== SOURCE EXCERPT ==
Now, my wife isn't 300 lbs., but she is much, much heavier than she has been at any other point in our relationship. She showers and throws on her makeup in the morning, she shaves her legs every couple weeks, she goes to the salon every six months or so, but that's about it. And she has been overwhelmed, and angry and resentful towards me more often than not for the past several years, at least until recently. She's done a lot (either consciously or not) to make me feel like **** during all that time (or, to be more responsible, I've *let* her make me feel like **** - she says or does things, but I am always ultimately responsible for letting those things she says or does hurt me or make me feel like ****). 

And I still don't turn her down for sex those rare instances where she offers it, lol. 

Granted, I stopped *pursuing* her for sex years ago, but I'm not going to say no if she offers.


----------



## Affaircare

The way I view it, the ten emotional needs that Dr. Harley lists are not the ONLY emotional needs a person can have, but they are the ten most common. In addition, of the ten there are not five that are only "women's needs" and the other five that are "men's needs" but again, they are the ten most popular needs (if you will) and gender can go either way. 

That being said, one of the things Dear Hubby and I did when we were reconciling after my affair was to very specifically go over these needs. Not only did we share "this is what my needs are" but also some examples of what we thought meeting that need would look like. So my Dear Hubby does know my needs and has some ideas of what I think that means---and likewise I do know his needs and have some ideas from him of that he thinks meeting it would look like. 

IN ADDITION, we also looked over the Love Busters, and honestly I consider that even more important! Because here's the thing: how many times have you heard of a couple who goes out on dates and tries to do the stuff to feel love again, but their wheels are spinning and they're getting nowhere and can't figure out why? Tons of times, right? It's because while they ADD to the love bank by meeting emotional needs, they are also simultaneously withdrawing from the love bank by love busting!!! It's like pouring water into a bucket full of holes! 

So what you do is look at the love busters and work on stopping them first. Hey even if you don't "add" to the love account, at least the leakage has stopped! Plug the holes in the bucket and make sure that bucket is nice and waterproof first...AND THEN start pouring in the emotional needs!! Then the deposits in the old bank can add up. 
_____________

Now all that being said, here are the Love Busters:

Selfish Demands-This isn't healthy positive self-interest...this is being a married person and not considering how the decision you make will affect your spouse and your family. This is the person who doesn't request, but DEMANDS. This is the spouse who doesn't care if their actions hurt someone "because it makes me feel good."

Disrespectful Judgments-This one is probably one of the biggest love busters, because it's when one spouse assumes that THEIR WAY is the only way to do something, and they try to force their values or methods onto their spouse. The disrespect part is acting as if your spouse's value and method isn't just as equal as YOUR value and method...as if to say you are the only one who knows what's right and wrong! The judgments part is acting as if you are in a position to judge your spouse and criticize them. Perfect example: wife nags and nags hubby to help with the dishes, so he goes to load the dishwasher, and she yells at him "Because he loaded it wrong"! Will the water still get on the dishes? Will the stuff be scrubbed off? Then his way is just as equal as your way!

== RECORDED DATA ==
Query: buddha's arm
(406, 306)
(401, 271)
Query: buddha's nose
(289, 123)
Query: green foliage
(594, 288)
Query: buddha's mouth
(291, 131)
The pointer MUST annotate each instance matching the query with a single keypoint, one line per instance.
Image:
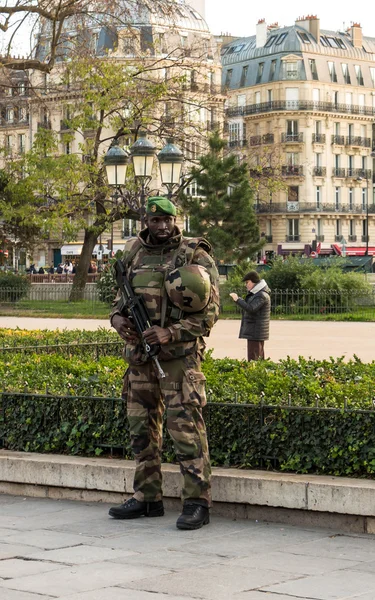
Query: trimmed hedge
(304, 416)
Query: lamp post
(142, 153)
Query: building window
(228, 77)
(345, 72)
(314, 72)
(293, 230)
(351, 198)
(260, 72)
(244, 73)
(358, 72)
(332, 71)
(364, 198)
(318, 195)
(129, 228)
(293, 193)
(21, 142)
(337, 198)
(273, 70)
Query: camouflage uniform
(182, 392)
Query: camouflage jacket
(147, 266)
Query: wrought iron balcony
(339, 140)
(268, 138)
(237, 143)
(319, 171)
(45, 125)
(310, 207)
(358, 141)
(292, 171)
(300, 105)
(319, 138)
(287, 138)
(360, 173)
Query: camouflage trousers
(182, 395)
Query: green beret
(158, 205)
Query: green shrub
(13, 287)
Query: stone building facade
(39, 100)
(301, 107)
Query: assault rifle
(138, 312)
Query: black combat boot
(133, 509)
(193, 516)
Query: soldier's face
(161, 227)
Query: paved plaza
(74, 551)
(319, 339)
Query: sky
(239, 17)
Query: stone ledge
(314, 493)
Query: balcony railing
(359, 142)
(300, 105)
(319, 171)
(292, 171)
(310, 207)
(287, 138)
(339, 140)
(15, 123)
(268, 138)
(237, 143)
(45, 125)
(362, 173)
(255, 140)
(319, 138)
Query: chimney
(261, 33)
(311, 23)
(357, 37)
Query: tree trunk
(80, 278)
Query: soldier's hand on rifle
(125, 328)
(157, 335)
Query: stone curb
(338, 495)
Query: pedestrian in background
(256, 308)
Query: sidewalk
(319, 339)
(74, 551)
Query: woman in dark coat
(256, 308)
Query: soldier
(178, 280)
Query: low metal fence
(254, 436)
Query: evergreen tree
(223, 212)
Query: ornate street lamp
(116, 163)
(170, 162)
(143, 153)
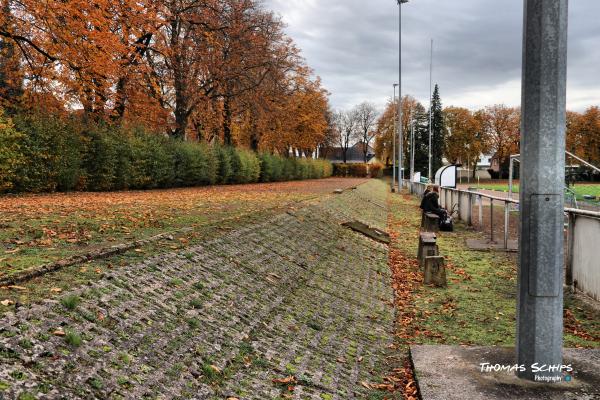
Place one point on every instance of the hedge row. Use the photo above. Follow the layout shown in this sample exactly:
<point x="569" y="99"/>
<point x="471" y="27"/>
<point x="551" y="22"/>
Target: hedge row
<point x="358" y="170"/>
<point x="41" y="154"/>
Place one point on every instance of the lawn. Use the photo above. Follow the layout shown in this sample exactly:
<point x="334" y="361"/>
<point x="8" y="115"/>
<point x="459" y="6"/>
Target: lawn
<point x="580" y="189"/>
<point x="479" y="305"/>
<point x="39" y="229"/>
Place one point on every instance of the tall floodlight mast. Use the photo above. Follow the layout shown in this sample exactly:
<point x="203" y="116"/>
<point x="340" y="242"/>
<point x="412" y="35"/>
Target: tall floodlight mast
<point x="400" y="135"/>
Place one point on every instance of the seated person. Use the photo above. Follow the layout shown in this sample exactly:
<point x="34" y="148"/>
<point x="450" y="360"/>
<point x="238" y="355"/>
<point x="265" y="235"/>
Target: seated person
<point x="430" y="202"/>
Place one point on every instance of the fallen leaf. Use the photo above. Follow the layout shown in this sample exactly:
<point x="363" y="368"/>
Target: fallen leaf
<point x="289" y="379"/>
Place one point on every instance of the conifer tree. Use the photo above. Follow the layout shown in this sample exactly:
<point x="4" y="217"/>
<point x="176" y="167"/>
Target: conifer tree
<point x="438" y="132"/>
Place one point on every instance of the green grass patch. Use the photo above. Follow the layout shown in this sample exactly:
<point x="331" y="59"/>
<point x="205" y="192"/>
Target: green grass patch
<point x="580" y="189"/>
<point x="479" y="305"/>
<point x="70" y="302"/>
<point x="73" y="338"/>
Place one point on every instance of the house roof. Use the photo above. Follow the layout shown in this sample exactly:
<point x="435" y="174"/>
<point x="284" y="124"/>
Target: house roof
<point x="355" y="154"/>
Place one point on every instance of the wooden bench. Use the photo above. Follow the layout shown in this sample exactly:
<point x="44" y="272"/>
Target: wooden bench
<point x="427" y="247"/>
<point x="435" y="271"/>
<point x="430" y="222"/>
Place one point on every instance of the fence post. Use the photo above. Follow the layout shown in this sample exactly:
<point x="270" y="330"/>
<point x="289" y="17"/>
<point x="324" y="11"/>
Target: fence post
<point x="460" y="216"/>
<point x="570" y="242"/>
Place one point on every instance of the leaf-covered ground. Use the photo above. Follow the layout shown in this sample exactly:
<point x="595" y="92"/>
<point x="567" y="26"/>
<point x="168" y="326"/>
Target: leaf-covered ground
<point x="38" y="229"/>
<point x="479" y="305"/>
<point x="290" y="306"/>
<point x="279" y="303"/>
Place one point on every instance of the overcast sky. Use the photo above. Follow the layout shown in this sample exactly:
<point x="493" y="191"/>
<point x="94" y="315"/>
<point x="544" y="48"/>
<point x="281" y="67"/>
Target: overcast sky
<point x="353" y="46"/>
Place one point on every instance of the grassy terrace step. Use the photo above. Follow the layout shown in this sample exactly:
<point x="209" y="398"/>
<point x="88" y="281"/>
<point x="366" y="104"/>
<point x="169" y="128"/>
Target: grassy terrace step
<point x="293" y="295"/>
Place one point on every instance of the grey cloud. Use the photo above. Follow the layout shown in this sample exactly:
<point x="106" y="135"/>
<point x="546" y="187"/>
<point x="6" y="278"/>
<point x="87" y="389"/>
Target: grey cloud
<point x="353" y="46"/>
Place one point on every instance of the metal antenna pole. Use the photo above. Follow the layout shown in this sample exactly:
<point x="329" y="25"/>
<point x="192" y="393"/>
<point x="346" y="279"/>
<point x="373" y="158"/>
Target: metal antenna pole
<point x="541" y="255"/>
<point x="430" y="111"/>
<point x="400" y="141"/>
<point x="394" y="140"/>
<point x="412" y="146"/>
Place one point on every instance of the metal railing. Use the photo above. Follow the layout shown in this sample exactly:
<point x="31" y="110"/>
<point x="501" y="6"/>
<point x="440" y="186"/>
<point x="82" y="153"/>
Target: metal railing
<point x="582" y="259"/>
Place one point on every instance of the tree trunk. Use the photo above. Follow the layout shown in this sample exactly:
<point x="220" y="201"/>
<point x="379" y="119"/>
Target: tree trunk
<point x="227" y="139"/>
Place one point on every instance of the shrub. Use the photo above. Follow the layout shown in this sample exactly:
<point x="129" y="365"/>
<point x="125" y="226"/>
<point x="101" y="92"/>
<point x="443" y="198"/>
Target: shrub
<point x="194" y="164"/>
<point x="357" y="170"/>
<point x="267" y="167"/>
<point x="52" y="150"/>
<point x="44" y="153"/>
<point x="225" y="167"/>
<point x="11" y="156"/>
<point x="151" y="162"/>
<point x="494" y="174"/>
<point x="376" y="170"/>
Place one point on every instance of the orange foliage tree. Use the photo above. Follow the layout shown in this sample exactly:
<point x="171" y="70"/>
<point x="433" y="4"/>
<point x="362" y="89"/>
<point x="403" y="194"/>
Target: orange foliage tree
<point x="201" y="70"/>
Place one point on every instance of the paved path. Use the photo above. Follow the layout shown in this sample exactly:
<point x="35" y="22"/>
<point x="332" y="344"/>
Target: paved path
<point x="296" y="296"/>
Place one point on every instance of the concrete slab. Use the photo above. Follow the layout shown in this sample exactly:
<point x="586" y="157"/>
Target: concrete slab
<point x="455" y="372"/>
<point x="486" y="245"/>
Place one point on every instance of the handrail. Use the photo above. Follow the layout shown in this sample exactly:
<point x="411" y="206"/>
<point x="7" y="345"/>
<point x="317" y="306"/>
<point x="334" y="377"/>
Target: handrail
<point x="574" y="211"/>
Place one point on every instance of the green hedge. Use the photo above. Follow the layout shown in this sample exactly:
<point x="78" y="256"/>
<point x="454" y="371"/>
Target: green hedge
<point x="275" y="169"/>
<point x="39" y="153"/>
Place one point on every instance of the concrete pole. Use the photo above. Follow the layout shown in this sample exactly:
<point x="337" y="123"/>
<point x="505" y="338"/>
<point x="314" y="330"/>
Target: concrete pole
<point x="541" y="258"/>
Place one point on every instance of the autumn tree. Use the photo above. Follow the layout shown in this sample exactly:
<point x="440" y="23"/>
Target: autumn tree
<point x="438" y="132"/>
<point x="465" y="141"/>
<point x="347" y="124"/>
<point x="76" y="51"/>
<point x="386" y="128"/>
<point x="501" y="128"/>
<point x="589" y="134"/>
<point x="366" y="114"/>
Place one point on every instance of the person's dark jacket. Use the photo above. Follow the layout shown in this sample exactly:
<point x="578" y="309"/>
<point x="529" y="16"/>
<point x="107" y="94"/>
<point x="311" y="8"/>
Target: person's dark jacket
<point x="430" y="202"/>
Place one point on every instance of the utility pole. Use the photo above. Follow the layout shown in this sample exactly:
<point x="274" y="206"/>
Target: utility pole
<point x="541" y="258"/>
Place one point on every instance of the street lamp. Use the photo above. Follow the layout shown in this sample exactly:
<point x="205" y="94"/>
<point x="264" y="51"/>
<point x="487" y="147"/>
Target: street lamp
<point x="400" y="141"/>
<point x="394" y="142"/>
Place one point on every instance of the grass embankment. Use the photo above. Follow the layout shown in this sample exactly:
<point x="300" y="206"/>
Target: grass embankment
<point x="479" y="305"/>
<point x="38" y="229"/>
<point x="580" y="189"/>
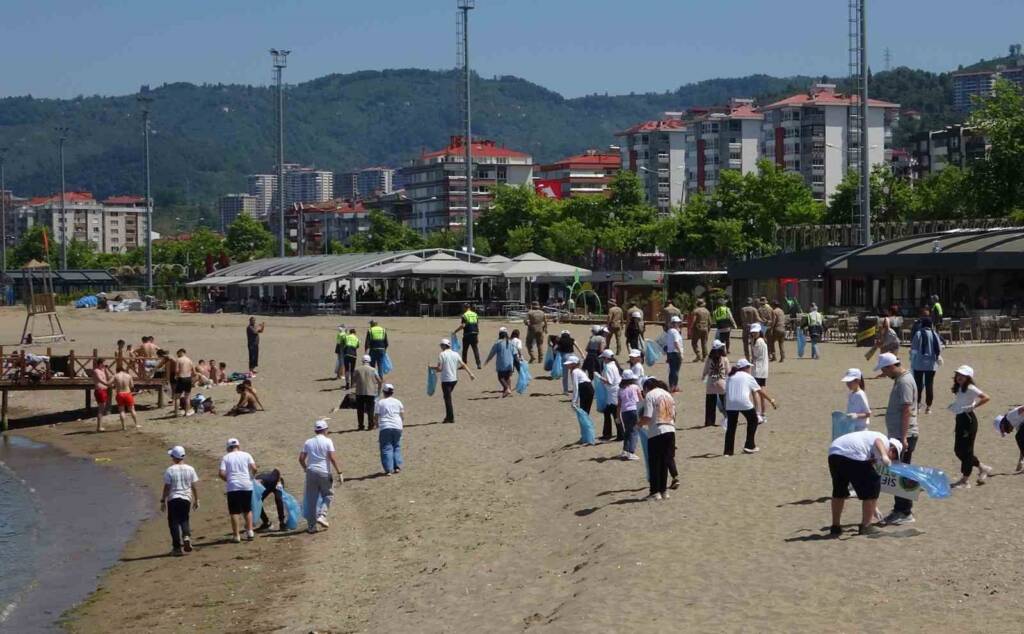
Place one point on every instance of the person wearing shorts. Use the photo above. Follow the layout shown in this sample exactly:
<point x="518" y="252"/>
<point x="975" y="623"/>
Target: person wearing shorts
<point x="851" y="462"/>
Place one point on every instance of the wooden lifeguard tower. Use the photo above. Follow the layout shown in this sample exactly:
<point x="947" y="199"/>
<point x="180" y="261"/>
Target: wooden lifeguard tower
<point x="41" y="301"/>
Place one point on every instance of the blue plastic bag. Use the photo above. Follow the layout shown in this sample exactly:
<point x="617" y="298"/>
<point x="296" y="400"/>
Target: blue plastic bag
<point x="556" y="366"/>
<point x="586" y="426"/>
<point x="934" y="481"/>
<point x="523" y="382"/>
<point x="431" y="381"/>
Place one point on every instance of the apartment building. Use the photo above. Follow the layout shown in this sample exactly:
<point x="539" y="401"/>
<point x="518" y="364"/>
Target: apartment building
<point x="585" y="174"/>
<point x="721" y="138"/>
<point x="656" y="152"/>
<point x="809" y="134"/>
<point x="436" y="182"/>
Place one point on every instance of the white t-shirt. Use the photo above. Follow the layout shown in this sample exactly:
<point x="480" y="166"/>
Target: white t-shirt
<point x="737" y="391"/>
<point x="236" y="466"/>
<point x="856" y="403"/>
<point x="180" y="477"/>
<point x="857" y="445"/>
<point x="449" y="361"/>
<point x="316" y="450"/>
<point x="389" y="412"/>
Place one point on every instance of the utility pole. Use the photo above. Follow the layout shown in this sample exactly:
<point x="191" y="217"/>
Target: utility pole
<point x="280" y="60"/>
<point x="144" y="100"/>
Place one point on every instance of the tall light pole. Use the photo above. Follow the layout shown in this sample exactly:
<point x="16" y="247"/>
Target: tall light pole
<point x="144" y="100"/>
<point x="280" y="60"/>
<point x="62" y="135"/>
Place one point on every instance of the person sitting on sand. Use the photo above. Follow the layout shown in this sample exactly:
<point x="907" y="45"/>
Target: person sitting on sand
<point x="123" y="386"/>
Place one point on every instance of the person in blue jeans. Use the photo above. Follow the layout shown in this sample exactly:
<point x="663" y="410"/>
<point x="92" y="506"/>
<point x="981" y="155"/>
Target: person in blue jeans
<point x="390" y="413"/>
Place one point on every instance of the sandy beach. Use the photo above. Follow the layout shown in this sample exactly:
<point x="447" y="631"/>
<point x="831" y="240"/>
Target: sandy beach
<point x="502" y="523"/>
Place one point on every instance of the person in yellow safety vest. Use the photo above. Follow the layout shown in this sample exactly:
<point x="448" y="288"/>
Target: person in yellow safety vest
<point x="376" y="345"/>
<point x="470" y="328"/>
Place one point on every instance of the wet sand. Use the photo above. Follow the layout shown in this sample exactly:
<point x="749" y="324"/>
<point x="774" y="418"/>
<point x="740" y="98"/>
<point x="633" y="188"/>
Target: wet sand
<point x="501" y="523"/>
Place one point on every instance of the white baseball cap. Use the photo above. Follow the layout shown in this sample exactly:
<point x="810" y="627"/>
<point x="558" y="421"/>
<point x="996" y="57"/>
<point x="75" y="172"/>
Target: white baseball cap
<point x="886" y="360"/>
<point x="852" y="375"/>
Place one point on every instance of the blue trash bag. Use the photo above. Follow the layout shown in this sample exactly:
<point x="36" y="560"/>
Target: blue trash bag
<point x="556" y="366"/>
<point x="586" y="426"/>
<point x="431" y="381"/>
<point x="600" y="394"/>
<point x="935" y="482"/>
<point x="293" y="509"/>
<point x="842" y="424"/>
<point x="653" y="354"/>
<point x="523" y="382"/>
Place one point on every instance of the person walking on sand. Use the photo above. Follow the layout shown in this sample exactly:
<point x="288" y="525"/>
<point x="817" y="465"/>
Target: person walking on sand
<point x="316" y="458"/>
<point x="470" y="328"/>
<point x="449" y="365"/>
<point x="851" y="462"/>
<point x="715" y="375"/>
<point x="390" y="417"/>
<point x="968" y="397"/>
<point x="179" y="497"/>
<point x="901" y="423"/>
<point x="740" y="391"/>
<point x="101" y="381"/>
<point x="238" y="469"/>
<point x="123" y="387"/>
<point x="252" y="342"/>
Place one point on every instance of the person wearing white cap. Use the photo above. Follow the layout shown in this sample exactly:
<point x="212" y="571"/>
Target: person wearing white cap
<point x="857" y="407"/>
<point x="901" y="423"/>
<point x="1008" y="423"/>
<point x="238" y="469"/>
<point x="179" y="497"/>
<point x="610" y="377"/>
<point x="390" y="414"/>
<point x="968" y="397"/>
<point x="449" y="365"/>
<point x="316" y="458"/>
<point x="715" y="375"/>
<point x="740" y="390"/>
<point x="851" y="461"/>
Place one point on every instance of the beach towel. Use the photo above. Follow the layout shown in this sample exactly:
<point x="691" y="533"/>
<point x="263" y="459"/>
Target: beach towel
<point x="431" y="381"/>
<point x="586" y="426"/>
<point x="523" y="382"/>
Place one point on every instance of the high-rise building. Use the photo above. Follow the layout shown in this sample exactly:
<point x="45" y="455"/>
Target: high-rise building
<point x="719" y="139"/>
<point x="436" y="182"/>
<point x="809" y="134"/>
<point x="588" y="173"/>
<point x="231" y="206"/>
<point x="656" y="152"/>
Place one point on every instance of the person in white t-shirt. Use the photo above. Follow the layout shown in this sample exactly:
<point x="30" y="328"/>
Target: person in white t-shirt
<point x="179" y="497"/>
<point x="238" y="469"/>
<point x="740" y="390"/>
<point x="390" y="414"/>
<point x="316" y="458"/>
<point x="449" y="365"/>
<point x="1010" y="422"/>
<point x="857" y="407"/>
<point x="968" y="397"/>
<point x="851" y="461"/>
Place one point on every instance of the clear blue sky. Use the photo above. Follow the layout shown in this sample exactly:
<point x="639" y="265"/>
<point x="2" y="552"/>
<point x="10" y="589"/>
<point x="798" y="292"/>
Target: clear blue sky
<point x="69" y="47"/>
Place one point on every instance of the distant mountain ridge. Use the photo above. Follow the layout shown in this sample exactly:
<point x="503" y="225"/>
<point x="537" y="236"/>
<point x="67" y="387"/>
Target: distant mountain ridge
<point x="207" y="137"/>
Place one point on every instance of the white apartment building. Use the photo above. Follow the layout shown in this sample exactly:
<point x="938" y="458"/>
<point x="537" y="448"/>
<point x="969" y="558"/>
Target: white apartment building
<point x="809" y="134"/>
<point x="721" y="138"/>
<point x="656" y="152"/>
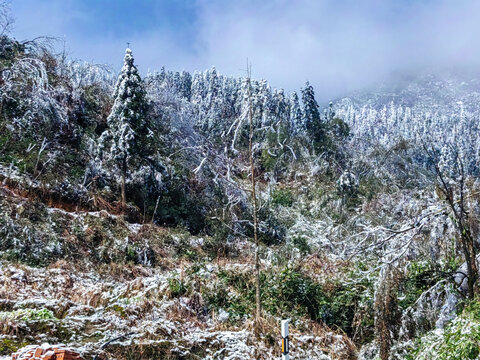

== PROBLEMS TO SOLVE ==
A – In the marriage forum excerpt, which Love Buster does Affaircare describe as a spouse assuming their way is the only way and trying to force their values or methods onto the other?
B – Reproduce the marriage forum excerpt word for word, from "IN ADDITION, we" up to and including "full of holes!".
C – Extend the marriage forum excerpt beyond its final sentence.
The lines play no part in what comes next.

== RESPONSES TO THE EXERCISE ==
A – Disrespectful Judgments.

B –
IN ADDITION, we also looked over the Love Busters, and honestly I consider that even more important! Because here's the thing: how many times have you heard of a couple who goes out on dates and tries to do the stuff to feel love again, but their wheels are spinning and they're getting nowhere and can't figure out why? Tons of times, right? It's because while they ADD to the love bank by meeting emotional needs, they are also simultaneously withdrawing from the love bank by love busting!!! It's like pouring water into a bucket full of holes!

C –
Angry Outburst-This one is DEFINITELY the number one love buster, and we can all identify it. It's when our spouse gets so pissed they verbally abuse us. It's calling names, ridicules you, humiliates you, say hurtful things purposefully, twists your words, makes threats, harasses you. SOOOO...it's also when you get so pissed that you call your spouse names, ridicule them, humiliate them, say hurtful things purposefully, twist their words, threaten them with some retaliation if they don't do what you want, harass them until they do it your way, or bring up things from the past that in an attempt to "win" the fight! 

Annoying Habits-This one you might say "Whoa are you kidding me?" We all have habits that are kind of annoying like squeezing the toothpaste differently or hanging the TP differently, right? But for this to be a love buster, it's the intent behind the habit. The idea is supposed to be that you LOVE your spouse and want them to treat you in a loving way--and likewise that YOU would want to treat them in a loving way! Well how loving is it to hear your spouse repeatedly ask you to not do XXX habit and just keep doing it because you're too lazy to change? The sad thing is that most of these habits are stupid things like dropping socks on the floor...SUPER EASY TO CHANGE!! But instead, it's like the drip-drip-drip-drip-drip of a leaky faucet that eventually carves the Grand Canyon. Sock by sock the love is diminished.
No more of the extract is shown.